What to produce: Copy out the material below in full, but not its images.

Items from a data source
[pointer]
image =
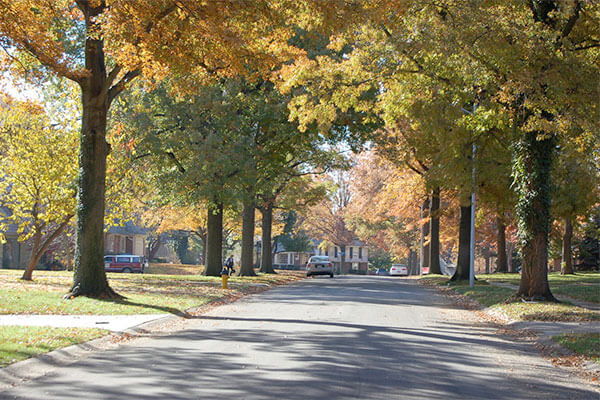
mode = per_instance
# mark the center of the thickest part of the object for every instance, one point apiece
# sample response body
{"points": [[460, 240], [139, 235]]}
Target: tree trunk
{"points": [[89, 278], [40, 248], [464, 245], [35, 257], [424, 253], [266, 261], [214, 240], [153, 247], [532, 175], [342, 259], [412, 262], [248, 219], [434, 242], [567, 261], [501, 261]]}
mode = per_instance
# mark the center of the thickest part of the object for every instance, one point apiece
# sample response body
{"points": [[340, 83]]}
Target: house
{"points": [[284, 259], [126, 239], [356, 257]]}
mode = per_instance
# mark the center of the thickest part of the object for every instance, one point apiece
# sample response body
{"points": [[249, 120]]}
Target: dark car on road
{"points": [[319, 265]]}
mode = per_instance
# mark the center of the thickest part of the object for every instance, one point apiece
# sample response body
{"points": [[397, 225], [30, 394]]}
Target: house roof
{"points": [[128, 228]]}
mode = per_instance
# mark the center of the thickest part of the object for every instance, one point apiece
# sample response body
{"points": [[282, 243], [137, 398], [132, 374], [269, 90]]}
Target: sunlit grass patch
{"points": [[587, 344], [21, 342], [145, 294]]}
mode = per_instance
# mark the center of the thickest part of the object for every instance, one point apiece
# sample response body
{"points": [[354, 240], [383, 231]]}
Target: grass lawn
{"points": [[497, 298], [145, 293], [583, 286], [19, 342], [587, 344]]}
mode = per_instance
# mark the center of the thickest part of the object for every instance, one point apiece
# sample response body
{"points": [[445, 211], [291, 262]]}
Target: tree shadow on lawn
{"points": [[296, 360]]}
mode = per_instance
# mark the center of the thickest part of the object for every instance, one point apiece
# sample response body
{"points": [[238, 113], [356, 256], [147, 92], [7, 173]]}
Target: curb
{"points": [[543, 341], [43, 364]]}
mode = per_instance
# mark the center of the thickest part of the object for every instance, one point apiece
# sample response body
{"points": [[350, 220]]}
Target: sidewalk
{"points": [[114, 323], [594, 307]]}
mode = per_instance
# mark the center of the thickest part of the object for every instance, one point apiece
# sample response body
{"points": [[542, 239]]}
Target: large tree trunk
{"points": [[342, 259], [532, 175], [39, 248], [412, 262], [464, 245], [567, 261], [424, 253], [89, 277], [214, 240], [266, 261], [501, 261], [153, 247], [248, 219], [434, 242]]}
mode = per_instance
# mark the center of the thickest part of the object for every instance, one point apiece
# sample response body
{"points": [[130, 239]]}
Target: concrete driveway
{"points": [[344, 338]]}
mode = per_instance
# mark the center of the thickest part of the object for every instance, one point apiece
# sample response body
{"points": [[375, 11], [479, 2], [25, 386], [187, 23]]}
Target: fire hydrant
{"points": [[224, 278]]}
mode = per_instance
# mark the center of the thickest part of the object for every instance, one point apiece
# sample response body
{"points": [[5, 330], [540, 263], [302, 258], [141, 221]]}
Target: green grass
{"points": [[19, 342], [583, 286], [51, 302], [501, 298], [145, 293], [587, 344]]}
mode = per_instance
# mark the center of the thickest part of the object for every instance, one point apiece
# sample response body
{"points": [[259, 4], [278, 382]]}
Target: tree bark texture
{"points": [[434, 241], [214, 240], [266, 261], [464, 245], [532, 175], [89, 276], [424, 253], [567, 261], [501, 260], [248, 220]]}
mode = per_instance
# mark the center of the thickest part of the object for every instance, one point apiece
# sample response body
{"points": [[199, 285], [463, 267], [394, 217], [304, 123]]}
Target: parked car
{"points": [[125, 263], [399, 270], [319, 265]]}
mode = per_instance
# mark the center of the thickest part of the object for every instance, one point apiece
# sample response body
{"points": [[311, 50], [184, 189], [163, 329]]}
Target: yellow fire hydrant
{"points": [[224, 278]]}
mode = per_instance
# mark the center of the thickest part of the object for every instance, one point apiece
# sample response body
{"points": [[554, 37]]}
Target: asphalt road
{"points": [[342, 338]]}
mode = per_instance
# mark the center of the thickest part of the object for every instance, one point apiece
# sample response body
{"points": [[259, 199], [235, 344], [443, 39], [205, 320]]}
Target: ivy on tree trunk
{"points": [[501, 261], [533, 162], [248, 219], [266, 261], [567, 261], [434, 241]]}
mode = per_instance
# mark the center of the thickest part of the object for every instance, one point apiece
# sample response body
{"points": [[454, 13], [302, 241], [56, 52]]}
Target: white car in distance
{"points": [[398, 270]]}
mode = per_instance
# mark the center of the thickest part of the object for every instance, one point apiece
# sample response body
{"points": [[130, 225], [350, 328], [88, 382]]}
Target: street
{"points": [[350, 337]]}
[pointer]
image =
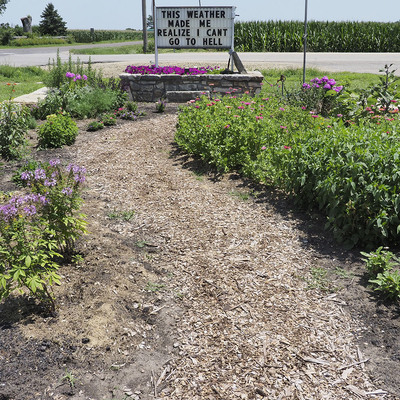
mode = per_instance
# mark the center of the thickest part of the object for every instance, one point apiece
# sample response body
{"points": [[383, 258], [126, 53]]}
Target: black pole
{"points": [[305, 43]]}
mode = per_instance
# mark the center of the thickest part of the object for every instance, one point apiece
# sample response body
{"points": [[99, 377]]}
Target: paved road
{"points": [[354, 62]]}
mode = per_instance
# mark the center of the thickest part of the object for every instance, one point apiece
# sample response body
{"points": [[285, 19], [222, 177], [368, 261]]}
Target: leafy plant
{"points": [[388, 282], [95, 126], [52, 23], [13, 128], [131, 106], [62, 189], [379, 261], [108, 119], [29, 165], [89, 101], [160, 106], [319, 95], [57, 131], [27, 249]]}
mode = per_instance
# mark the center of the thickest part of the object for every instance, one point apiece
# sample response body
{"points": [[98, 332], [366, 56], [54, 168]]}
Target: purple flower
{"points": [[67, 191], [30, 210], [26, 175], [8, 212], [40, 173], [50, 183]]}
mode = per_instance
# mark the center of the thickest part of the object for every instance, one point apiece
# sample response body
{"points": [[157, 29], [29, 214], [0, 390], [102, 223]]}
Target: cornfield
{"points": [[287, 36]]}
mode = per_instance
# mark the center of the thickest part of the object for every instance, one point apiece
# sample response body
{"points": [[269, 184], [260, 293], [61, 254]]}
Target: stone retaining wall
{"points": [[151, 88]]}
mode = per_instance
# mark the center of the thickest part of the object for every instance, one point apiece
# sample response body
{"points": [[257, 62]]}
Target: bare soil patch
{"points": [[209, 290]]}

Result below:
[pointer]
image =
mode = per_instance
# mark the center of the thickest part of the object for every instance, one point apiece
# sample response body
{"points": [[460, 240], [139, 235]]}
Target: tree trunk
{"points": [[89, 278], [40, 248], [464, 245], [35, 257], [424, 253], [266, 261], [214, 240], [153, 247], [532, 175], [342, 259], [412, 262], [248, 219], [434, 242], [567, 261], [501, 261]]}
mode = per_instance
# mark the center of the thickest part of the object for every instance, one point apiece
# sample response body
{"points": [[340, 83]]}
Target: house
{"points": [[284, 259], [126, 239], [356, 257]]}
mode = per_instance
# mark the center of the thickest part of the object for every instance, one point apiece
# sample response body
{"points": [[249, 120]]}
Target: dark car on road
{"points": [[319, 265]]}
mode = per_instance
# mark the center of the thickest part of the object for every instance, one point apiece
# sample response body
{"points": [[397, 225], [30, 394]]}
Target: house roof
{"points": [[128, 228]]}
mode = per_instance
# mark the center of the thickest part of the object for every instance, one point apiece
# sample response body
{"points": [[282, 243], [137, 398], [132, 374], [269, 90]]}
Target: sunlit grass patch
{"points": [[587, 344], [21, 342], [145, 294]]}
mode = per_instance
# mark the center of the thickest part of the object for every instance, one point apiece
# sample response body
{"points": [[354, 240], [383, 231]]}
Target: grass lawn
{"points": [[497, 298], [145, 293], [583, 286], [19, 342], [587, 344]]}
mode = per_instance
# mark the center of the thickest part of the object for every instance, one point apiece
# sample response body
{"points": [[445, 211], [291, 262]]}
Target: tree shadow on lawn
{"points": [[296, 360]]}
mode = per_instance
# mark the center of the thickest part of the object for every instance, one point apiece
# sample response body
{"points": [[238, 113], [356, 256], [147, 92], [7, 173]]}
Target: curb
{"points": [[543, 341], [43, 364]]}
mode = per_instance
# mark the center of the thickest part of the object for every instance, one point apiece
# sample response body
{"points": [[350, 220]]}
Target: sidewalk
{"points": [[114, 323], [594, 307]]}
mode = per_instance
# mark the center of the thickest part of the object for every instance, one point apiece
# sample response body
{"points": [[542, 239]]}
Target: large tree trunk
{"points": [[342, 259], [532, 175], [39, 248], [412, 262], [464, 245], [567, 261], [424, 253], [89, 277], [214, 240], [266, 261], [501, 261], [153, 247], [248, 219], [434, 242]]}
mode = per_instance
# mark the center of the thickest part of the object for every instance, one point apiece
# sample response body
{"points": [[130, 239]]}
Target: concrete driveway
{"points": [[344, 338]]}
mode = per_instance
# mark the center of the thickest part of the object for every instance, one point apiece
# sample response body
{"points": [[375, 11], [479, 2], [25, 386], [187, 23]]}
Target: fire hydrant
{"points": [[224, 278]]}
mode = per_instance
# mark the center of the thickest part of the object for every instance, one point apiece
# sample response body
{"points": [[5, 330], [540, 263], [302, 258], [141, 221]]}
Target: green grass
{"points": [[19, 342], [583, 286], [51, 302], [501, 298], [145, 293], [587, 344]]}
mode = per_instance
# mark the center of the thickest part of the object for every instance, one point apiece
# sample response body
{"points": [[259, 4], [278, 382]]}
Target: tree bark texture
{"points": [[434, 241], [214, 240], [266, 261], [464, 245], [532, 175], [89, 276], [424, 253], [567, 261], [501, 260], [248, 220]]}
mode = per_instance
# mark the center of the thickest part of the object for every instance, one point apiece
# sample response body
{"points": [[199, 285], [463, 267], [394, 217], [304, 123]]}
Target: parked car
{"points": [[125, 263], [399, 270], [319, 265]]}
mode = per_instance
# mark the center of the thickest part of the object for every instance, one point apiece
# sample response body
{"points": [[311, 50], [184, 189], [163, 329]]}
Target: yellow fire hydrant
{"points": [[224, 278]]}
mode = per_instance
# mark the center of the thickest part of the object for every instance, one point apiece
# sample response body
{"points": [[554, 37]]}
Target: asphalt road
{"points": [[342, 338]]}
mode = per_instance
# mark the center of the thickest part of the object for every instance, one point apiece
# sample response body
{"points": [[259, 199], [235, 344], [443, 39], [205, 320]]}
Target: ivy on tree trunk
{"points": [[501, 261], [533, 162], [248, 219], [266, 261], [567, 261], [434, 241]]}
mode = per_instance
# mark the center of the thickest part of the object for every instance, one point apiece
# sample response body
{"points": [[454, 13], [302, 241], [56, 52]]}
Target: white car in distance
{"points": [[398, 270]]}
mode = per_instance
# mark the center of the thickest part of the object for every instance, one point apiece
# sample response body
{"points": [[130, 225], [350, 328], [88, 382]]}
Target: street
{"points": [[350, 337]]}
[pointer]
image =
mode = per_instance
# mark the center of the thickest part of the object for every instance, one point apiece
# sample response body
{"points": [[383, 258], [126, 53]]}
Target: black pole
{"points": [[305, 43]]}
mode = per_instance
# mark the center of the thickest part of the object for every instance, one point apiece
# sample response body
{"points": [[99, 377]]}
Target: paved road
{"points": [[354, 62]]}
mode = per_instance
# mark the center of the thickest part of the object for every instance, one point apiece
# sample response body
{"points": [[285, 19], [222, 177], [368, 261]]}
Target: leafy plant
{"points": [[388, 282], [95, 126], [52, 23], [13, 128], [131, 106], [62, 189], [379, 261], [108, 119], [29, 165], [89, 101], [160, 106], [319, 95], [57, 131], [27, 249]]}
mode = per_instance
# mark the center of the thickest part of the object for every instance, one point apiece
# sample response body
{"points": [[98, 332], [366, 56], [54, 168]]}
Target: purple flower
{"points": [[67, 191], [30, 210], [26, 175], [8, 212], [40, 173], [50, 183]]}
mode = per_instance
# mark the center of the thickest part of the object for every instance, one point apiece
# sample response body
{"points": [[157, 29], [29, 214], [0, 390], [102, 223]]}
Target: cornfield
{"points": [[287, 36]]}
mode = per_instance
# mark the center of the thickest part of the object for every instance, one point apiece
# sample response body
{"points": [[269, 184], [260, 293], [61, 254]]}
Target: stone retaining wall
{"points": [[151, 88]]}
mode = per_instance
# mark the center of the thickest part of the object for every instance, one point apiece
# sample response body
{"points": [[257, 62]]}
Target: bare soil patch
{"points": [[209, 290]]}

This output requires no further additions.